[Start of RAW DATA]

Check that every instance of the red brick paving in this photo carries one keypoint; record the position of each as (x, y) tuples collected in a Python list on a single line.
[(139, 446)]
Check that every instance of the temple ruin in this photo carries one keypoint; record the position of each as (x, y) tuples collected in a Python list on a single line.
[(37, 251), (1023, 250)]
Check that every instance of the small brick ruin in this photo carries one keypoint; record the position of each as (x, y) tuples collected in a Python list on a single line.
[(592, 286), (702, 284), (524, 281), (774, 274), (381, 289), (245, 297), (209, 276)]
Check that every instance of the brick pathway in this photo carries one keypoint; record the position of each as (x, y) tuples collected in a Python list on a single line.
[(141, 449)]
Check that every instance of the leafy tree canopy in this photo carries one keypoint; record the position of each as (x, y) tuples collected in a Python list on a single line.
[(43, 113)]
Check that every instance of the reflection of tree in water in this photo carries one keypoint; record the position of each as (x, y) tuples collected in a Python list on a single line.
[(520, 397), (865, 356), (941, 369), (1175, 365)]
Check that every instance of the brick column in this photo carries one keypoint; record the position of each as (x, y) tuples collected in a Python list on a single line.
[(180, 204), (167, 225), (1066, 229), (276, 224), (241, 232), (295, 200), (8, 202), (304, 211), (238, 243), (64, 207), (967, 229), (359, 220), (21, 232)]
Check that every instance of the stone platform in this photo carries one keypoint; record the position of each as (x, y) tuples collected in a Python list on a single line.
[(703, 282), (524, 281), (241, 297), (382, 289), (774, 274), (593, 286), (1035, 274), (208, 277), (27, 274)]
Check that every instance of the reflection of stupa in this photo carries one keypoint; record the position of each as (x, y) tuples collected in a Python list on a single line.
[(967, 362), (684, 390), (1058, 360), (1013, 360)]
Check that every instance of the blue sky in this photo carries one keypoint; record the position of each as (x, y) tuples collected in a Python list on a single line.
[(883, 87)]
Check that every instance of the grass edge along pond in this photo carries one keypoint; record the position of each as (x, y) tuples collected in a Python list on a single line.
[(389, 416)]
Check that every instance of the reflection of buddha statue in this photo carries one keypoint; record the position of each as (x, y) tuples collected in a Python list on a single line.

[End of RAW DATA]

Rewrite the rows from the line containing "Check that every instance of the stone" through the end of the rows, changing "reflection" to "mirror image" and leaving everything else the same.

• TASK RESPONSE
Check that every instance of the stone platform in this photo carries one keypoint; record the position of each as (x, y) tuples collected in a Python list on a single line.
[(703, 282), (524, 281), (241, 297), (382, 289), (774, 274), (593, 286), (1035, 274), (208, 277), (27, 274)]
Check that every instance of the mirror image of stupa in this photo carries one keypoint; record the position of each as (x, y) tuples collected in a Python list on a single line.
[(967, 362), (684, 390), (1058, 360), (1013, 360)]
Check that every instance of the blue sky in this photo carries one keypoint; record the position of each as (x, y) tuples collected in a Python list on a single line.
[(883, 87)]
Check that every instance of the grass edge along pond in this photo carries one keypoint; record the position of each as (x, y) tuples collected in a Python list on a single line.
[(389, 416)]
Check that every instance of the mirror image of buddha statue in this photo carries one keypoint; record the position of each as (x, y) tuples collected in a Python list on a single line.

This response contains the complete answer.